Exercícios:
1 - Indique se cada afirmação concorda com o texto sobre as ilusões das redes sociais. Responda sim ou não e cite as palavras do texto que o decidem: (a) Nunca estivemos tão iludidos sobre a vida do outro. (b) A relva do vizinho é mais verde. (c) Os "influencers" não carregam nenhuma insatisfação pessoal.
2 - Segundo o texto sobre as ilusões das redes sociais, qual é o segredo da felicidade para 2019?
3 - Transcreva do texto sobre as ilusões das redes sociais o trecho entre "O que todas" e "não fomos convidados?", inclusive.

Texto de leitura:
┌──

Um café e uma nata
Este é o ditado popular que deveríamos “abraçar” nos dias de hoje. Num tempo em que vigoram os meios de comunicação digitais e redes sociais, em que cada um pretende exibir o melhor de si, nunca estivemos tão iludidos sobre a vida do outro.
Estamos todos na mesma embarcação. Ainda temos problemas, sonhos, ambições, dias fantásticos e dias em que queremos matar-nos somente pelo estado catastrófico do cabelo. Entretanto, no mundo virtual passamos a vida a flutuar entre cenários idílicos, chávenas de cafés aromatizados e companhias espetaculares. Ah, e pronto, tudo isto muito bem melhorado pelos fabulosos filtros dos nossos “smartphnones”. Nossa vida é uma coletânea de fantasias realizadas.
Ou, pelo menos, é o que queremos que toda gente acredite: no palácio das ilusões.
Deixamos nossos seguidores, pretensos amigos e amigas, perplexos com as nossas conquistas. Jamais deixaremos que descubram que aquele belo cabrito do restaurante quatro estrelas Michelin não sabe bem. Jamais saberão que, por trás daquele cenário giro, havia três miúdos a gritar pela mamã e a reclamar que estavam com fome. E que não emagrecemos como vos deixamos acreditar, apenas aprendemos a bater a foto em um ângulo que nos favorece. E, com isso, tornamos aqueles que nos seguem – e deixam-se iludir – a cada dia mais frustrados e insatisfeitos com a própria existência. Considerando-se deslocados e impedidos de serem felizes como nós somos ou aparentamos ser. É como uma bola de neve, sem fim nem objetivo.
O que todas essas artimanhas podem dizer-nos sobre o ser humano atual? Que somos tão inseguros a respeito de nós mesmos que precisamos de vender uma imagem de felicidade? Que estamos tão infelizes e agarrados aos nossos queixumes que procuramos um fio de esperança na vida de outrém nas redes sociais? Por que estamos constantemente com essa sensação adolescente de que algo muito giro está a acontecer em algum lugar para o qual não fomos convidados?
É mesmo isso que toda gente, empresas e pessoas, querem que acreditemos: “há algo fascinante a acontecer perto de si, e tu estás a perder!”
Pois deixem que vos diga: a relva do vizinho não é mesmo mais verde! Se conversamos com estes novos “influencers”, altamente ativos nas redes sociais, veremos que, ainda que tenham realizado muitas façanhas, todos carregam dentro de si um não-sei-o-quê de insatisfação pessoal, de falta. Cientes disto, o segredo da felicidade para 2019 fica-nos muito mais evidente: precisamos desligar-nos da relva do vizinho. Deixar de acreditar que noutras moradias estão a viver uma paz e organização inalcansável, pois isto é apenas fruto da nossa imaginação, infetada por holofotes em fotografias com sorrisos forçados e, muitas vezes, cenários montados.

└──

Dados fornecidos:
┌──

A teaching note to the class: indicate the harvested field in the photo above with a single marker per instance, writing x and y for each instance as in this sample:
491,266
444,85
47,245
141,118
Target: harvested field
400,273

└──

Respostas:
1 -
(a) Sim: "nunca estivemos tão iludidos sobre a vida do outro"
(b) Não: "a relva do vizinho não é mesmo mais verde!"
(c) Não: "todos carregam dentro de si um não-sei-o-quê de insatisfação pessoal, de falta"

2 - Precisamos desligar-nos da relva do vizinho.

3 -
O que todas essas artimanhas podem dizer-nos sobre o ser humano atual? Que somos tão inseguros a respeito de nós mesmos que precisamos de vender uma imagem de felicidade? Que estamos tão infelizes e agarrados aos nossos queixumes que procuramos um fio de esperança na vida de outrém nas redes sociais? Por que estamos constantemente com essa sensação adolescente de que algo muito giro está a acontecer em algum lugar para o qual não fomos convidados?